Die offene Regierungsbeteiligung der Völkischen ist 1924 zwar noch nicht durchsetzbar. Die Morde der Freikorps an Arbeiter*innen nach dem Kapp-Putsch sind in Thüringen noch in unguter Erinnerung, der Hitler-Putsch in München liegt erst wenige Monate zurück und nach antisemitisch motivierten Mord an Walther Rathenau im Juni 1922 durch die rechtsextreme Terrororganisation Consul waren eine Vielzahl völkischer Vereinigungen und Parteien verboten worden. Die national-konservativen und liberalen Kräfte wollen jedoch um jeden Preis eine neue rot-rote Regierung verhindern. Dafür sind sie bereit, eine Unterstützung durch die Völkischen in Kauf zu nehmen.
Das sollte sich rächen. Dinter setzt sich für den Ausschluss von Juden aus Regierungs- und Beamtenstellen ein; er erwirkt die Absetzung des jüdischen Staatsbankpräsidenten Walter Loeb sowie Aufhebung des Verbots der NSDAP und anderer völkischer Gruppierungen. Thüringen wird damit zu einem wichtigen Zentrum für völkische Netzwerke. Diese errichten hier Schulungszentren, wie die Heimvolkschule in Bad Berka, sowie Wehrbünde wie den Jungdeutschen Orden. Schon im August stellen die reaktionären Kräfte ihr neues Selbstbewusstsein zur Schau: Auf der Großkundgebung der „Nationalsozialistischen Freiheitsbewegung Großdeutschland“ versammeln sich in Weimar über 15.000 Menschen. Auch für den Neuaufbau der NSDAP erhält Thüringen so eine entscheidende Bedeutung. Hitler hält hier nach seiner Haftentlassung seine ersten öffentlichen Reden, und 1926 findet in Weimar der erste Reichsparteitag der NSDAP nach ihrer Wiedergründung statt. Es sind diese Entwicklungen, die 1930 in die erste Regierungsbeteiligung der NSDAP münden sollten.
================================
• ZIEL DER ÜBUNG:
Fassen Sie den Text über die Völkischen in Thüringen in zwei Sätzen zusammen.

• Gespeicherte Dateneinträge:
================================
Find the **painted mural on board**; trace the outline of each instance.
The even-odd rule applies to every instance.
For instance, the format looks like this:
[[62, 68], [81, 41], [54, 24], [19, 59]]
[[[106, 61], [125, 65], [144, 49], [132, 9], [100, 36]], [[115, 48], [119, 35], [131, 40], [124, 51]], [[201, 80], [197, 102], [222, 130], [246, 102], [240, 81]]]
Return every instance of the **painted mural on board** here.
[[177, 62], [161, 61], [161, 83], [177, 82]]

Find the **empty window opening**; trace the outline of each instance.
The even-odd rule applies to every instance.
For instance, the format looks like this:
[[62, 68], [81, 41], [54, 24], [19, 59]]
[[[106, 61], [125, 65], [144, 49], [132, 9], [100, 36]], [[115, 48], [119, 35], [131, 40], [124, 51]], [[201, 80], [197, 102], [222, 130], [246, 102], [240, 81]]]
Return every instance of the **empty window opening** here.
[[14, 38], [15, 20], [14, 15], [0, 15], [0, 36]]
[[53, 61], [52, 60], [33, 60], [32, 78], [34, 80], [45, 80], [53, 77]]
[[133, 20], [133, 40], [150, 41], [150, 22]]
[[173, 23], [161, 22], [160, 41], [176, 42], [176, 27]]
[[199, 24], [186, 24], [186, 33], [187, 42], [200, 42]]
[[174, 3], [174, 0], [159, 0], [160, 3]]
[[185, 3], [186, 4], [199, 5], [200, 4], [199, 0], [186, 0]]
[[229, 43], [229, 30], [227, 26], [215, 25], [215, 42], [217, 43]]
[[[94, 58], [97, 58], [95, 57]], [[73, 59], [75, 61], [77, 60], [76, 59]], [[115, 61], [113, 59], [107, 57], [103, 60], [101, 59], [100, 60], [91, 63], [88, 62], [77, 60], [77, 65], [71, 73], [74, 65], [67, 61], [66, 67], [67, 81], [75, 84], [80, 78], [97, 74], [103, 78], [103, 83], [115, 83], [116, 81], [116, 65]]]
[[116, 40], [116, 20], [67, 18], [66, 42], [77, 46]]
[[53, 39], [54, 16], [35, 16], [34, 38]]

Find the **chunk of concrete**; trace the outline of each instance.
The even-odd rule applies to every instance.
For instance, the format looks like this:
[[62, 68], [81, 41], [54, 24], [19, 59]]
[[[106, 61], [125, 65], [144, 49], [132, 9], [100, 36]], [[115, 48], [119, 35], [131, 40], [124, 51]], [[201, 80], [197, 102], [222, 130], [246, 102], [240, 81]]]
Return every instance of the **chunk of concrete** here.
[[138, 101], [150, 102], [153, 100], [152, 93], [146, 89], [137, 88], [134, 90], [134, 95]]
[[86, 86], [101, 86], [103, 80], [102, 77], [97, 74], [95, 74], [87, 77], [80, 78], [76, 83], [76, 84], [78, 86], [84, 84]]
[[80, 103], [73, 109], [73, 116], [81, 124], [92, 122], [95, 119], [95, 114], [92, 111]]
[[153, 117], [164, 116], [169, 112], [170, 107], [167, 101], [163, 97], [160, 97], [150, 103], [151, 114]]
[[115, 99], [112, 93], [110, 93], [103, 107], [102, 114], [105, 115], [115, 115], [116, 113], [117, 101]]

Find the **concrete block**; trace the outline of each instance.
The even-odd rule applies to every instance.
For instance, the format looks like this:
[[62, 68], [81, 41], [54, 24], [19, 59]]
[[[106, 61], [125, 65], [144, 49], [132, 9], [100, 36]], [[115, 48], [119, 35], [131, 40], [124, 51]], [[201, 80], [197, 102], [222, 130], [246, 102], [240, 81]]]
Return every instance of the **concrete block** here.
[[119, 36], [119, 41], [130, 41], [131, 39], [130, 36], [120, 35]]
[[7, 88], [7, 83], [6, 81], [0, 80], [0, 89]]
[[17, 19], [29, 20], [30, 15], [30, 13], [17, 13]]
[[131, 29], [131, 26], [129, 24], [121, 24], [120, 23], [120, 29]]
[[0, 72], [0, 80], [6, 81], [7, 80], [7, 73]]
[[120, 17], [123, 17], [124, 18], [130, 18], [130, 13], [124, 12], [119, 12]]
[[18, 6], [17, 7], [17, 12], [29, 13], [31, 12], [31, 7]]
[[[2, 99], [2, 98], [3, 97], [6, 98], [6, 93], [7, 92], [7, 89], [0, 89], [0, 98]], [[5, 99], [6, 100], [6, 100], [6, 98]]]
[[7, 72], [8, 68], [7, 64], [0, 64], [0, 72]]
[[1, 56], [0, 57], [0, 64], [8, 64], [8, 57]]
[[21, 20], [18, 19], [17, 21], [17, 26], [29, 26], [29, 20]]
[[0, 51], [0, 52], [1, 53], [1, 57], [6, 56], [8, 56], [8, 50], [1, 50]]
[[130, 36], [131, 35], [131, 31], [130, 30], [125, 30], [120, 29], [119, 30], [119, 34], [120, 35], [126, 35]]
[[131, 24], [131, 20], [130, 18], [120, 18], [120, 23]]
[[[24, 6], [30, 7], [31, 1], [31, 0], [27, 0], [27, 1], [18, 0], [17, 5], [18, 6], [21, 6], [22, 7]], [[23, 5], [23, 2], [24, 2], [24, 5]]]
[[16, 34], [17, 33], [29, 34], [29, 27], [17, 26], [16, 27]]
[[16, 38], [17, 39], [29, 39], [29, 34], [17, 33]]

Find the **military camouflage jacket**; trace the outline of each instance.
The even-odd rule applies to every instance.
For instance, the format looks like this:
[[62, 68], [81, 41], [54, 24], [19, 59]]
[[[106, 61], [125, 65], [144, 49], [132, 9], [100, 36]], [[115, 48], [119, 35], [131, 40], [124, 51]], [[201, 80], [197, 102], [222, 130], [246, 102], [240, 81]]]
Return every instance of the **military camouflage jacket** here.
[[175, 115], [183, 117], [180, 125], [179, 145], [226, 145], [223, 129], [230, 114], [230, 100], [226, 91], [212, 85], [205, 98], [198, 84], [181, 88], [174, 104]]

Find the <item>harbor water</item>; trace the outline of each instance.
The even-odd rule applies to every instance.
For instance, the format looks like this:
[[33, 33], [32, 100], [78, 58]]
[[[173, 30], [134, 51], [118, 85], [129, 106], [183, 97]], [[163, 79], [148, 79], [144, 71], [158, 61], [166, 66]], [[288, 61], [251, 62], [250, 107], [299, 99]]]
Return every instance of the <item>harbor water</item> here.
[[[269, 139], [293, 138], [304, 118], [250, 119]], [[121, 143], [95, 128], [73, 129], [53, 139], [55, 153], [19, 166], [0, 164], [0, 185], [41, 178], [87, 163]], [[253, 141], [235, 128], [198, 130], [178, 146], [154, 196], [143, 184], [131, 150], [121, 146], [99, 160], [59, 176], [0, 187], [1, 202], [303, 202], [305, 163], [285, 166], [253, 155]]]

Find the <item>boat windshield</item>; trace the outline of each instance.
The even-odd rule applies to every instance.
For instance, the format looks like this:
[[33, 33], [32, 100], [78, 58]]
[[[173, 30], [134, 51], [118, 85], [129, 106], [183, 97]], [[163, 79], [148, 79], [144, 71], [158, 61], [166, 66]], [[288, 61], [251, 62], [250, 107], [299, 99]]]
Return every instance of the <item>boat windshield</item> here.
================================
• SCHRIFTLICHE ANTWORT:
1924 ist eine offene Regierungsbeteiligung der Völkischen noch nicht durchsetzbar, doch national-konservative und liberale Kräfte nehmen ihre Unterstützung in Kauf, um eine neue rot-rote Regierung zu verhindern. Dinter erwirkt daraufhin unter anderem die Absetzung des jüdischen Staatsbankpräsidenten Walter Loeb und die Aufhebung des NSDAP-Verbots, wodurch Thüringen zu einem wichtigen Zentrum völkischer Netzwerke und für den Neuaufbau der NSDAP bedeutsam wird, was 1930 in deren erste Regierungsbeteiligung münden sollte.